## To be done
A. List every parameter of the `train` function in the CIFAR10 notebook, in the order given.
B. Do these statements agree with the CIFAR10 notebook? Answer yes or no for each, quoting the deciding words.
(i) The test function adds up each batch's loss as a sum.
(ii) The default logging interval in the training function is 50 batches.
(iii) Loading CIFAR10 requires code written without a PyTorch convenience function.

## Text to read
— BEGIN —

# Image Classification with PyTorch

## Training on CIFAR10

Now we are going to move to something more challenging - CIFAR10. We can reuse most of the code above. Thankfully, CIFAR is also a popular dataset, so we can again make use of a PyTorch convience function.

In [2]:
import numpy as np
import matplotlib.pyplot as plt

import torch
import torch.nn as nn
import torch.nn.functional as F
import torch.optim as optim
from torch.utils.data import DataLoader
import torchvision
from torchvision import datasets, transforms

In [11]:
def test(model, dl_test, device='cpu'):
    model.eval()
    test_loss = 0
    correct = 0
    with torch.no_grad():
        for data, target in dl_test:
            data, target = data.to(device), target.to(device)
            output = model(data)
            test_loss += F.cross_entropy(output, target, reduction='sum').item()  # sum up batch loss
            pred = output.argmax(dim=1, keepdim=True)  # get the index of the max log-probability
            correct += pred.eq(target.view_as(pred)).sum().item()

    test_loss /= len(dl_test.dataset)

    print('\nTest set: Average loss: {:.4f}, Accuracy: {}/{} ({:.3f}%)\n'.format(
        test_loss, correct, len(dl_test.dataset),
        100. * correct / len(dl_test.dataset)))

In [12]:
#########################################################################
# TODO: Implement the missing part of the training function. As a loss function we want to use cross entropy
# It can be called with F.cross_entropy().
# Hint: Pass through the model -> Backpropagate gradients -> Take gradient step
#########################################################################

def train(model, dl_train, optimizer, epoch, log_interval=100, device='cpu'):
    model.train()
    correct = 0
    for batch_idx, (data, target) in enumerate(dl_train):
        data, target = data.to(device), target.to(device)
        
        # first we need to zero the gradient, otherwise PyTorch would accumulate them
        optimizer.zero_grad()         
        
        ##### implement this part #####
        output = model(data)
        loss = F.cross_entropy(output, target)
        loss.backward()
        optimizer.step()
        
        ###############################

        # stats
        pred = output.argmax(dim=1, keepdim=True)  # get the index of the max log-probability
        correct += pred.eq(target.view_as(pred)).sum().item()

        if batch_idx % log_interval == 0:
            print('Train Epoch: {} [{}/{} ({:.0f}%)]\tLoss: {:.6f}'.format(
                epoch, batch_idx * len(data), len(dl_train.dataset),
                100. * batch_idx / len(dl_train), loss.item()))

— END —

## Material
— BEGIN —

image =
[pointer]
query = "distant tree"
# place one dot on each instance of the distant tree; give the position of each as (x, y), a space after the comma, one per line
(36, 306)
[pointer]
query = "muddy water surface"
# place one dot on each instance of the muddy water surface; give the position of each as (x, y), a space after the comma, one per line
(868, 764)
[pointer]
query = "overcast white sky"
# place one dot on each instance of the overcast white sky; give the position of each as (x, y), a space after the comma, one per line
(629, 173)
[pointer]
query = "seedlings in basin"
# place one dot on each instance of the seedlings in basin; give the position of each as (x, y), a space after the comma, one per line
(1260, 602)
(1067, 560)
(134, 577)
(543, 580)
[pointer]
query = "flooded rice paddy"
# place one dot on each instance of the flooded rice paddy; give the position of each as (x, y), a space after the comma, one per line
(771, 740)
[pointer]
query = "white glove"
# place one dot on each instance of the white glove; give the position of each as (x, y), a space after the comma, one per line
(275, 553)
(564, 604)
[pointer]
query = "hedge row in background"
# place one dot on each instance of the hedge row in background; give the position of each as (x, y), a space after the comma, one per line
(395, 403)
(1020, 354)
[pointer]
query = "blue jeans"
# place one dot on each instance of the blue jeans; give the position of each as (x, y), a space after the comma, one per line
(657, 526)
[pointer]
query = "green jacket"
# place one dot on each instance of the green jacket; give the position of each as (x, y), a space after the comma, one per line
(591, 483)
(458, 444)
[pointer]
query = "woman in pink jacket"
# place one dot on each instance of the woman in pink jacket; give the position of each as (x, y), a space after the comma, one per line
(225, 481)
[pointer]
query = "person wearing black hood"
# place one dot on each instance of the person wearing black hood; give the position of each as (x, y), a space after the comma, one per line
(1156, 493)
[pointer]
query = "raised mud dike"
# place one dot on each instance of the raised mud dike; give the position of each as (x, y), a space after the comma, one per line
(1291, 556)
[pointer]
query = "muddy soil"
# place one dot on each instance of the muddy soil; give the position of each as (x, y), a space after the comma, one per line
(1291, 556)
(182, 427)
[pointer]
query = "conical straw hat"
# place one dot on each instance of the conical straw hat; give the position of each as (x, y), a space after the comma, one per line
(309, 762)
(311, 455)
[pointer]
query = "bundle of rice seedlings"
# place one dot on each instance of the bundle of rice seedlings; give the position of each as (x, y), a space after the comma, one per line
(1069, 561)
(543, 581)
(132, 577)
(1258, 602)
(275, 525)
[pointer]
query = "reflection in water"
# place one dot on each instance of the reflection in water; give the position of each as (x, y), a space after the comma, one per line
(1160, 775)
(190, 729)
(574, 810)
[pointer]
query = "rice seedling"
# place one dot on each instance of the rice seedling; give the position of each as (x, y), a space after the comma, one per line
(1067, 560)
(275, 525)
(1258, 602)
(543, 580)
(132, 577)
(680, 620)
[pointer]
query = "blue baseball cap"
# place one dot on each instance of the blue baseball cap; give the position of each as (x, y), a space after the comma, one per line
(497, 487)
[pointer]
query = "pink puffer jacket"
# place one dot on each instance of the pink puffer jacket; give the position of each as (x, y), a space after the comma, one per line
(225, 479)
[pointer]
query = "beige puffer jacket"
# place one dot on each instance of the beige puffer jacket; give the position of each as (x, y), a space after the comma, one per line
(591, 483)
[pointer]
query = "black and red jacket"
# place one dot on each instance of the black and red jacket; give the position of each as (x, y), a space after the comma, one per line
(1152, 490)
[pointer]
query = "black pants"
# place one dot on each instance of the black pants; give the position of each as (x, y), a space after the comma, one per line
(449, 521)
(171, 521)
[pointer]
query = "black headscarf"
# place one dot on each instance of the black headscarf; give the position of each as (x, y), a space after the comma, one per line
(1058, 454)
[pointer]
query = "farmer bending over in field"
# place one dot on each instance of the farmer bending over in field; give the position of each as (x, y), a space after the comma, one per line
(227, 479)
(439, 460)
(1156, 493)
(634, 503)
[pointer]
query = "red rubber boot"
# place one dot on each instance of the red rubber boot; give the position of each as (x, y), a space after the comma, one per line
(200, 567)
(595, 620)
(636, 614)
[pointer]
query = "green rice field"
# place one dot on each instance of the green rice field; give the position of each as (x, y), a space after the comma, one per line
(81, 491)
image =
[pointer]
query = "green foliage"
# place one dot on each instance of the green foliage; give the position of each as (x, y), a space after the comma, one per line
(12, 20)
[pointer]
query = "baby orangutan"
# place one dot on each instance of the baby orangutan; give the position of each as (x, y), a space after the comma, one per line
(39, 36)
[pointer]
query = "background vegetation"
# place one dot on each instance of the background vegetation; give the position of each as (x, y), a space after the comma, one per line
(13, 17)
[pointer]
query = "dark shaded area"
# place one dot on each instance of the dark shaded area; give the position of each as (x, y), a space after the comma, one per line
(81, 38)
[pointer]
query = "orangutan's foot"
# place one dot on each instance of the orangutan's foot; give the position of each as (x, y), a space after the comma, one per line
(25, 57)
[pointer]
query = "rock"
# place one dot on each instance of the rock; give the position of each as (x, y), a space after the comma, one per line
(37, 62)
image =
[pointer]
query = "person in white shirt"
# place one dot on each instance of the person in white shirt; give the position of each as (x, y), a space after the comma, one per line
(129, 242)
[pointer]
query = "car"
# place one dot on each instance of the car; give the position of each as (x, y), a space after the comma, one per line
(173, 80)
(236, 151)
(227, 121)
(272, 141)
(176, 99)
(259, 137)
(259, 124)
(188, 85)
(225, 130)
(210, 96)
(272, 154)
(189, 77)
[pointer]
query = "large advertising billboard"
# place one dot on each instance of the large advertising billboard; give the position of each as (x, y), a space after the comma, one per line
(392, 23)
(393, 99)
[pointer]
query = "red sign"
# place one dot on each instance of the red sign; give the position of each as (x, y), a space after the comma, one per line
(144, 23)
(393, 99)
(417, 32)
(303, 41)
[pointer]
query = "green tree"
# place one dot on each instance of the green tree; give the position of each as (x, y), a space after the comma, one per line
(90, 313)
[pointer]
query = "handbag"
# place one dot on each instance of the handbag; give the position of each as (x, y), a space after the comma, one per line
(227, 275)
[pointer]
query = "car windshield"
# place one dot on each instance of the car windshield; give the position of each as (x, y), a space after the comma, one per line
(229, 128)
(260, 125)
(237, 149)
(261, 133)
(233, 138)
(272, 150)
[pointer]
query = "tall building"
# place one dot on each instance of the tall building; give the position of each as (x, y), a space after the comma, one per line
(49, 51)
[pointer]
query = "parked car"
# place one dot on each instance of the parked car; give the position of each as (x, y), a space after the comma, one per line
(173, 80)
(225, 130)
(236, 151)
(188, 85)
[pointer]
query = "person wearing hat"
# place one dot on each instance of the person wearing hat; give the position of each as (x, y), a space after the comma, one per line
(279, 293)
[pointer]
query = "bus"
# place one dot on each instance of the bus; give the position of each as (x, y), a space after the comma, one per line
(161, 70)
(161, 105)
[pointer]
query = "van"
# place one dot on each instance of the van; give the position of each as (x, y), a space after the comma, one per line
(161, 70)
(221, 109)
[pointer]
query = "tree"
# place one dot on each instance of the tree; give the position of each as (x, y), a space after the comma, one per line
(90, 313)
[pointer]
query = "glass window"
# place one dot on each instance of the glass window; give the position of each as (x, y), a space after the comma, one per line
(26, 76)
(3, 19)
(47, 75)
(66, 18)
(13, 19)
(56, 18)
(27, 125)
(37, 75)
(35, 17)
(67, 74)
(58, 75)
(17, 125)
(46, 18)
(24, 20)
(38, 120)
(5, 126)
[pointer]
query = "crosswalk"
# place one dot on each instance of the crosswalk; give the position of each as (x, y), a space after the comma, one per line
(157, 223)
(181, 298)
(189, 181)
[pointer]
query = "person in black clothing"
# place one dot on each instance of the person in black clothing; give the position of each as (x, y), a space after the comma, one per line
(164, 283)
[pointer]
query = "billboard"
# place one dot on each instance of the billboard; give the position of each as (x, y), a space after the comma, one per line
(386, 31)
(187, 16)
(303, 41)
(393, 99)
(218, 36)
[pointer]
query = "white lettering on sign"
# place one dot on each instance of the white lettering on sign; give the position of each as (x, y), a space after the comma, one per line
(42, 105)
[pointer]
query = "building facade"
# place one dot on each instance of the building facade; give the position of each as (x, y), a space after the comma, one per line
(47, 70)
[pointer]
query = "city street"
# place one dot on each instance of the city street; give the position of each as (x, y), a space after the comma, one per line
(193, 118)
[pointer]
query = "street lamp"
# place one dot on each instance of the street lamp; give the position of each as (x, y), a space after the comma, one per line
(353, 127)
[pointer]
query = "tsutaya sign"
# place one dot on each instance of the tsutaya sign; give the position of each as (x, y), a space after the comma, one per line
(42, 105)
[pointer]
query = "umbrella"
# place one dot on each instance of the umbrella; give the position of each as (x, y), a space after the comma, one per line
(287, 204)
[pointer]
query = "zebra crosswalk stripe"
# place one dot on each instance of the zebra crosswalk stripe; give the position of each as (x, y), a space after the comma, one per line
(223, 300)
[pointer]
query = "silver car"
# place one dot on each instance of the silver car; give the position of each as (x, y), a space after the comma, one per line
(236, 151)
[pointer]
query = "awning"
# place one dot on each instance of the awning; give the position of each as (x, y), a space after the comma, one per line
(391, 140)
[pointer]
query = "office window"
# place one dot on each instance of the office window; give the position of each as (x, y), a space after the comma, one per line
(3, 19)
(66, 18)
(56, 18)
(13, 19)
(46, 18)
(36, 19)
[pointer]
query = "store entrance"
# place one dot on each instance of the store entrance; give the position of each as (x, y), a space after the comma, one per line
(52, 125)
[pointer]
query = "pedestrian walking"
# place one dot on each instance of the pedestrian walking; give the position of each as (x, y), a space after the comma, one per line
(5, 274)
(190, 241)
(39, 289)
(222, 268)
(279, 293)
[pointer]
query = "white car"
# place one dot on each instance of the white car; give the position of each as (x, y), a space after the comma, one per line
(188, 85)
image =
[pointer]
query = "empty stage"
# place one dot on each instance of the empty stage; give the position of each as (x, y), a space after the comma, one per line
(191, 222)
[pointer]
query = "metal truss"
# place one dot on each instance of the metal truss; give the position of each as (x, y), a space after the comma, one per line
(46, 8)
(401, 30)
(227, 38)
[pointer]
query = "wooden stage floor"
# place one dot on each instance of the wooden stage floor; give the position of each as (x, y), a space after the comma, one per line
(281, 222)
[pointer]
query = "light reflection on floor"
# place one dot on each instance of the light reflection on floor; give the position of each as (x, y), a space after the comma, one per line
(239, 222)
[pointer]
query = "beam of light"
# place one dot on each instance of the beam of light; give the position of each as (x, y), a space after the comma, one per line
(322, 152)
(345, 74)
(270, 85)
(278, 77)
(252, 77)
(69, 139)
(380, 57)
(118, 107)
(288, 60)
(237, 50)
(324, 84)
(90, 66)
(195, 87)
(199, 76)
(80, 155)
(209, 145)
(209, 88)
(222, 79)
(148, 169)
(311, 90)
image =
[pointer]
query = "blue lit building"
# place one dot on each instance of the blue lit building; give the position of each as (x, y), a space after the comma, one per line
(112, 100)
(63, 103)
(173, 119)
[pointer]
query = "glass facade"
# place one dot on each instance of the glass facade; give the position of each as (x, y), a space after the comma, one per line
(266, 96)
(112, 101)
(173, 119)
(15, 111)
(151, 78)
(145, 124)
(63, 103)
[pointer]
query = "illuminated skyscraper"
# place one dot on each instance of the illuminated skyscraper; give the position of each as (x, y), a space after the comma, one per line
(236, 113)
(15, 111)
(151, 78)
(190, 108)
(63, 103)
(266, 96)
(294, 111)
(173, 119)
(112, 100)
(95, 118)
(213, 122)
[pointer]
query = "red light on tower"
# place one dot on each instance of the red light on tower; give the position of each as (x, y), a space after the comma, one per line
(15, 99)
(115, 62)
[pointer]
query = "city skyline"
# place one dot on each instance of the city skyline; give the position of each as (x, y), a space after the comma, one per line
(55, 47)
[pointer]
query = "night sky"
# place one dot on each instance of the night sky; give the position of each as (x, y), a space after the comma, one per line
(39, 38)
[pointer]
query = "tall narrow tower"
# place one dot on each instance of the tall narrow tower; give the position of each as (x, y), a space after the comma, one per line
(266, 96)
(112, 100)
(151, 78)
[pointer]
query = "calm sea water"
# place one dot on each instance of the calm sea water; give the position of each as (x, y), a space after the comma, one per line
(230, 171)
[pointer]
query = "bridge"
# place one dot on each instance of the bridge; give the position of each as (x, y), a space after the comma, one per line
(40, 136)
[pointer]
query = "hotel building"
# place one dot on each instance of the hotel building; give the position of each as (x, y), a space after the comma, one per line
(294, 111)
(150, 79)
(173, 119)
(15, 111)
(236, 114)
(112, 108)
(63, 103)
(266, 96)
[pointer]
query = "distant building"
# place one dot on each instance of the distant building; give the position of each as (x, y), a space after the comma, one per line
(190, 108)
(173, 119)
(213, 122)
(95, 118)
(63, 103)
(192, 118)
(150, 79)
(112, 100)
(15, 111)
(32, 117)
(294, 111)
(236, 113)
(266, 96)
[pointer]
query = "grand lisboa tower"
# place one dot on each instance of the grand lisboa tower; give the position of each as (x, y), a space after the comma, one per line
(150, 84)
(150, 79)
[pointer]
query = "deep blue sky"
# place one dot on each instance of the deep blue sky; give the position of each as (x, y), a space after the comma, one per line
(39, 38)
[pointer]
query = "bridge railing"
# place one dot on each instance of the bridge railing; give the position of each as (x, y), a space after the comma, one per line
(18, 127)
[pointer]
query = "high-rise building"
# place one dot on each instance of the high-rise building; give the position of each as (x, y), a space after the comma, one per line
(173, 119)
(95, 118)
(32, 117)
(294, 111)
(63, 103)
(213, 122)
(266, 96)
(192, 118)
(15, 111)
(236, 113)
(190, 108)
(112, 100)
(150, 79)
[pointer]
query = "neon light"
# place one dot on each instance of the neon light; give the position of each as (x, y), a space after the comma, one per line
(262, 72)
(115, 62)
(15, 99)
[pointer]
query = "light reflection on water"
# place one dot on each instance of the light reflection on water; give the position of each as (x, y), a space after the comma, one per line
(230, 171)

— END —

## Outputs
A. model, dl_train, optimizer, epoch, log_interval, device

B.
(i) Yes: "reduction='sum').item()  # sum up batch loss"
(ii) No: "log_interval=100"
(iii) No: "so we can again make use of a PyTorch convience function"